**Your objective**
Print all the data below exactly, without images.

**Material provided**
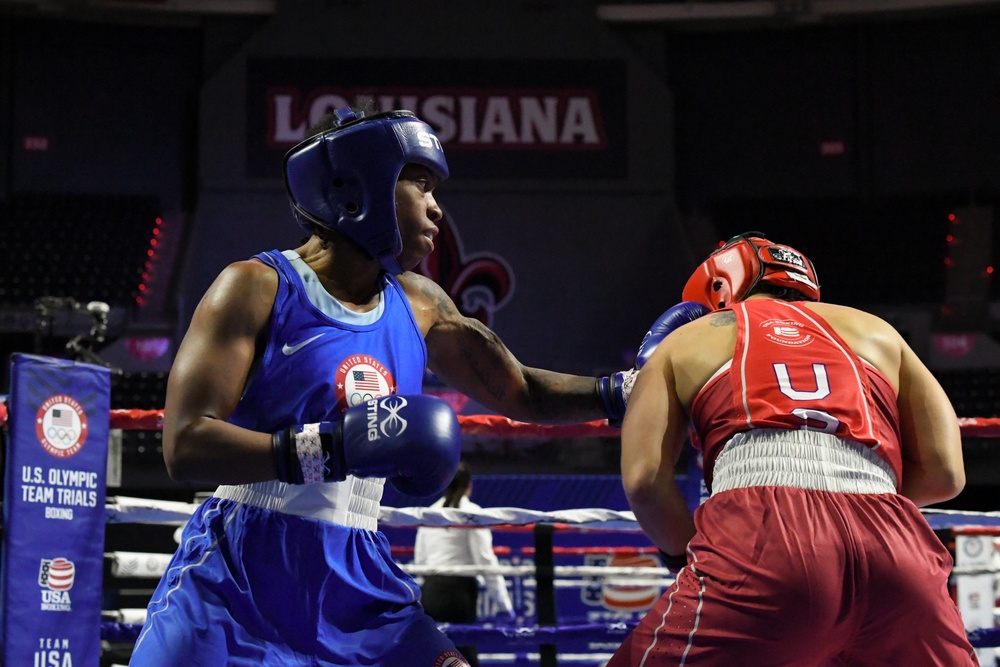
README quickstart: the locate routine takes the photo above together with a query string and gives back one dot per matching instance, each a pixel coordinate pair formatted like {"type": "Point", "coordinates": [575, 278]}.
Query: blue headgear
{"type": "Point", "coordinates": [344, 179]}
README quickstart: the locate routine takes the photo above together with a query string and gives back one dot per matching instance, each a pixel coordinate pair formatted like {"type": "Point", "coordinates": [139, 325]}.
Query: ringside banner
{"type": "Point", "coordinates": [496, 119]}
{"type": "Point", "coordinates": [53, 512]}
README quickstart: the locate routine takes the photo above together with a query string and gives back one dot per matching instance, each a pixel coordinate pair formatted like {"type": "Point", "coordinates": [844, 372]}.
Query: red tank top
{"type": "Point", "coordinates": [791, 370]}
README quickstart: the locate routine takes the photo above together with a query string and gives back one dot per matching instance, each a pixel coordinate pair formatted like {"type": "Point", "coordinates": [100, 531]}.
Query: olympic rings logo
{"type": "Point", "coordinates": [61, 435]}
{"type": "Point", "coordinates": [61, 426]}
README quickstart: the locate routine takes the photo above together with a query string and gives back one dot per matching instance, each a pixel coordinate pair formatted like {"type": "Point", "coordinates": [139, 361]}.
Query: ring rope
{"type": "Point", "coordinates": [497, 426]}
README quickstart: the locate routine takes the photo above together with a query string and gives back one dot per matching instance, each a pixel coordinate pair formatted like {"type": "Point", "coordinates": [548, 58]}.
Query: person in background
{"type": "Point", "coordinates": [454, 598]}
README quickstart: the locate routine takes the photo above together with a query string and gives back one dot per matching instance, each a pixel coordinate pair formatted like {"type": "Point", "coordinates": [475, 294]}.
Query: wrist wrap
{"type": "Point", "coordinates": [307, 454]}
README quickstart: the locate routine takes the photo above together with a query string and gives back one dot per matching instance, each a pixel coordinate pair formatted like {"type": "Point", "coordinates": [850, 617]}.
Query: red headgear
{"type": "Point", "coordinates": [732, 271]}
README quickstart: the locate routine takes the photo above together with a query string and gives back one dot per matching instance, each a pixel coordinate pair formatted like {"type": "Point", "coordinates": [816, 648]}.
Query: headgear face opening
{"type": "Point", "coordinates": [344, 179]}
{"type": "Point", "coordinates": [731, 272]}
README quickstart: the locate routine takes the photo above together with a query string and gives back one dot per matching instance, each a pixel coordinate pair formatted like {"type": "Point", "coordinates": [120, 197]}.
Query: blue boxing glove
{"type": "Point", "coordinates": [615, 389]}
{"type": "Point", "coordinates": [413, 441]}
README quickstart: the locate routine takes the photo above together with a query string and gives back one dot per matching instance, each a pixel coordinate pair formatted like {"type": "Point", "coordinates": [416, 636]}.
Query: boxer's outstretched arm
{"type": "Point", "coordinates": [468, 356]}
{"type": "Point", "coordinates": [208, 376]}
{"type": "Point", "coordinates": [933, 467]}
{"type": "Point", "coordinates": [653, 435]}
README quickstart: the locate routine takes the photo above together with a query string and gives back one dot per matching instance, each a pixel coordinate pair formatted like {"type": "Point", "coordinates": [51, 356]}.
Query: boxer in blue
{"type": "Point", "coordinates": [297, 388]}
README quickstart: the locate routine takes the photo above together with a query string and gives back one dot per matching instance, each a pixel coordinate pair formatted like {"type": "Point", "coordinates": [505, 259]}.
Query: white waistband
{"type": "Point", "coordinates": [801, 459]}
{"type": "Point", "coordinates": [354, 503]}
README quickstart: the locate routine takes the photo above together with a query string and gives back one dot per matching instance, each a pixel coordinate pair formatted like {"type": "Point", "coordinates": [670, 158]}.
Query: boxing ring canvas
{"type": "Point", "coordinates": [53, 512]}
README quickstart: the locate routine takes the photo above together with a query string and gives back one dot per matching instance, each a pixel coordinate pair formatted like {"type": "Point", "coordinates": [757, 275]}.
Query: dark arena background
{"type": "Point", "coordinates": [598, 150]}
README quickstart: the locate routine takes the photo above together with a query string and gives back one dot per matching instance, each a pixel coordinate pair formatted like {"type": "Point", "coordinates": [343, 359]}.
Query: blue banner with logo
{"type": "Point", "coordinates": [54, 518]}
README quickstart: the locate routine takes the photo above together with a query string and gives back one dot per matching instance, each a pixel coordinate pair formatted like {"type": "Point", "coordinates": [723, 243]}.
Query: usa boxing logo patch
{"type": "Point", "coordinates": [361, 378]}
{"type": "Point", "coordinates": [56, 577]}
{"type": "Point", "coordinates": [786, 332]}
{"type": "Point", "coordinates": [61, 426]}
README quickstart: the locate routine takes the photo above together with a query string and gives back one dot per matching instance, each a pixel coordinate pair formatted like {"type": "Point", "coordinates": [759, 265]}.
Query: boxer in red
{"type": "Point", "coordinates": [821, 434]}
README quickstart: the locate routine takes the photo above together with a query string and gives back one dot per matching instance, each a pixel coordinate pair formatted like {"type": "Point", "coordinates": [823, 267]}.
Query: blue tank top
{"type": "Point", "coordinates": [314, 367]}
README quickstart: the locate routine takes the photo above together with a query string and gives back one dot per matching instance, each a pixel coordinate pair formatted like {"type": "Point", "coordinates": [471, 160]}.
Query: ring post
{"type": "Point", "coordinates": [52, 561]}
{"type": "Point", "coordinates": [545, 591]}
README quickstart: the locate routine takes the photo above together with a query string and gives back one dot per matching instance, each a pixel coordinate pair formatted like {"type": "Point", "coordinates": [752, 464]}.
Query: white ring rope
{"type": "Point", "coordinates": [123, 509]}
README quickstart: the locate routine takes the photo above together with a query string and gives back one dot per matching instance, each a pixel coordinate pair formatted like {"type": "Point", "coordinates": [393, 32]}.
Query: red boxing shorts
{"type": "Point", "coordinates": [785, 577]}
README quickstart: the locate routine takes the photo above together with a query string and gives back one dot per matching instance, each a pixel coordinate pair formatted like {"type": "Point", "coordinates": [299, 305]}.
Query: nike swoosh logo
{"type": "Point", "coordinates": [292, 349]}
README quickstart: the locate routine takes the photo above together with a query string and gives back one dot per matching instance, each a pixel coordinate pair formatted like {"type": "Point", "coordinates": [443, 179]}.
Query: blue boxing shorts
{"type": "Point", "coordinates": [256, 587]}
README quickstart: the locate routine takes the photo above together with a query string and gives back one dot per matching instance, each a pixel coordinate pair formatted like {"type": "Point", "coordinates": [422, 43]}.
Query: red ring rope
{"type": "Point", "coordinates": [495, 425]}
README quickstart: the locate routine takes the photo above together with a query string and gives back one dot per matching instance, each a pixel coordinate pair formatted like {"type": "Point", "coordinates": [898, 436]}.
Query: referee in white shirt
{"type": "Point", "coordinates": [452, 599]}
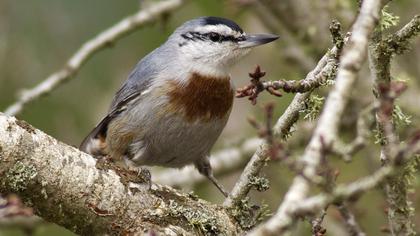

**Completed task**
README quickstart: the locate routine takes the photo above together with a query string and gives back one dot per matching instance, each a pixel coordinate pair formatted like {"type": "Point", "coordinates": [575, 278]}.
Query: blue headgear
{"type": "Point", "coordinates": [344, 179]}
README quickstart: the locate routine takes the photo above together with a query string and gives back one dot per matching instance, each a pixel coordinate pair formatted like {"type": "Point", "coordinates": [139, 325]}.
Query: ringside banner
{"type": "Point", "coordinates": [496, 119]}
{"type": "Point", "coordinates": [53, 512]}
README quickstart: the locate routine takes the photo above together with a query string and gives back one dot per matching instance, each a pixel coordinate pair formatted like {"type": "Point", "coordinates": [844, 372]}.
Query: red tank top
{"type": "Point", "coordinates": [791, 370]}
README quickstart: the locate routine takes the photo above together with a query string and gives back one dot per matching instance, each a pixel coordinate pair formatted like {"type": "Point", "coordinates": [100, 531]}.
Query: olympic rings logo
{"type": "Point", "coordinates": [61, 435]}
{"type": "Point", "coordinates": [61, 426]}
README quickstart: the locate routine takes the photo above together with a query string and gives back one dot per matching instance, each a pixel coordinate pair formatted like {"type": "Point", "coordinates": [139, 361]}.
Query: ring rope
{"type": "Point", "coordinates": [497, 426]}
README quickstart: the locate routine takes the photo above together with a query string and gives back one dot per matching instance, each a pixel coordinate pair formatted like {"type": "Point", "coordinates": [548, 58]}.
Query: person in background
{"type": "Point", "coordinates": [454, 598]}
README quickstart: the locate routine takes the photo above together with a query string and gives back one dot per matching instance, each a pixel coordinate pair formatted like {"type": "Point", "coordinates": [475, 294]}.
Query: wrist wrap
{"type": "Point", "coordinates": [307, 454]}
README quickstart: the locate routine takes the photo above together with a query string and gives back one dot per matching instance, each a pixel coordinate pair formatted like {"type": "Point", "coordinates": [850, 617]}.
Query: red headgear
{"type": "Point", "coordinates": [732, 271]}
README quickstart: the locate routine takes the photo above together with a query string and gives back one dot per matching instance, each a pixel coordinate pair formatted like {"type": "Point", "coordinates": [816, 648]}.
Query: headgear face opening
{"type": "Point", "coordinates": [344, 179]}
{"type": "Point", "coordinates": [731, 272]}
README quickstart: the locate routine takes the photo above together with a query string and gives back one dot per matching instance, each a pixel coordinate pair formatted like {"type": "Point", "coordinates": [120, 197]}.
Query: blue boxing glove
{"type": "Point", "coordinates": [615, 389]}
{"type": "Point", "coordinates": [413, 441]}
README quickstart: the locate routine takes the photo above together with a query string and gives back one dot per matching instance, each a pixel coordinate pair formatted like {"type": "Point", "coordinates": [416, 636]}.
Query: boxer's outstretched arm
{"type": "Point", "coordinates": [468, 356]}
{"type": "Point", "coordinates": [208, 376]}
{"type": "Point", "coordinates": [933, 467]}
{"type": "Point", "coordinates": [653, 435]}
README quickstart: the locate routine takes the photo above together with a query string and gives back one dot per matching instance, each a pixel coordinate pair formatted like {"type": "Point", "coordinates": [51, 356]}.
Query: boxer in blue
{"type": "Point", "coordinates": [297, 388]}
README quickstart: the locate routine takes the photo above together with a query string and gives back one dot per matching instance, each a pixel coordinate pair formatted like {"type": "Point", "coordinates": [505, 259]}.
Query: white waistband
{"type": "Point", "coordinates": [801, 459]}
{"type": "Point", "coordinates": [354, 503]}
README quickstart: the locate routine takes the photo above together with a query string and gives back one dot per matching instance, each a pixel coordinate pair formatted like {"type": "Point", "coordinates": [670, 158]}.
Query: boxing ring canvas
{"type": "Point", "coordinates": [53, 512]}
README quickstart: the locate routine takes the photo above together with a query string and gives back one dot per matching instance, each a pixel coordinate pair formatted like {"type": "Point", "coordinates": [757, 275]}.
Query: dark arena background
{"type": "Point", "coordinates": [598, 150]}
README quickstart: the locate routine takes the photo above together with a query string and gives back one dot per matching instance, each a pixel coordinate pair formatted like {"type": "Point", "coordinates": [343, 359]}.
Query: blue banner with logo
{"type": "Point", "coordinates": [54, 518]}
README quickstart: the locate routine takes the photo above together with a query string and gives back one dot per matching instance, each a pixel coordinate pair formatted like {"type": "Point", "coordinates": [723, 243]}.
Query: usa boxing logo patch
{"type": "Point", "coordinates": [361, 378]}
{"type": "Point", "coordinates": [56, 577]}
{"type": "Point", "coordinates": [786, 332]}
{"type": "Point", "coordinates": [61, 426]}
README quickstart: the locate routine takes the photo above together with a query string and gives back one dot per matching instance, each a pixel coordinate pair formatted like {"type": "Point", "coordinates": [759, 265]}.
Query: boxer in red
{"type": "Point", "coordinates": [821, 434]}
README quickstart: the locate routine takes the photo above together with a query string and gives back one dot per matching instance, each a pixel coordinate pair formatted like {"type": "Point", "coordinates": [823, 267]}.
Query: blue tank top
{"type": "Point", "coordinates": [314, 367]}
README quickstart: the locate routine takes the photo above together with a query string and gives back one dot per matching instance, each a pixel coordinate pair formatted like {"type": "Point", "coordinates": [471, 160]}.
Query: ring post
{"type": "Point", "coordinates": [52, 561]}
{"type": "Point", "coordinates": [545, 591]}
README quickstart: the locate routine takes the photo above together with a query string and gives back one dot per matching instance, each a pixel coordinate pair formatted like {"type": "Point", "coordinates": [752, 464]}.
Query: white ring rope
{"type": "Point", "coordinates": [123, 509]}
README quickstart: the locate routine takes the photo above together with a query string and gives back one dot per matching instance, each a pixel coordinate pair formatted like {"type": "Point", "coordinates": [393, 32]}.
Query: red boxing shorts
{"type": "Point", "coordinates": [785, 577]}
README quickstart: the locate routine takes the photo above together with a query string and gives back one dot per matching instance, each a pixel coordinate pair formatted like {"type": "Point", "coordinates": [299, 305]}.
Query: nike swoosh logo
{"type": "Point", "coordinates": [292, 349]}
README quickstart: the locate routine takes the photo above together with a query string and gives back one dot per matching instance, each a pixel coordinate pair formatted like {"type": "Point", "coordinates": [443, 179]}.
Query: blue boxing shorts
{"type": "Point", "coordinates": [256, 587]}
README quickstart: the locate routine takes the photo above together with a query string and gives back one dot per matching instance, each a pixel coordinate pair formatted like {"type": "Point", "coordinates": [422, 43]}.
Query: red ring rope
{"type": "Point", "coordinates": [495, 425]}
README quickstart: the locate routine takes the photo above together with a query string and gives back one dot per matching instance, each a pixel coordinate pair formatted like {"type": "Point", "coordinates": [898, 436]}.
Query: referee in white shirt
{"type": "Point", "coordinates": [452, 599]}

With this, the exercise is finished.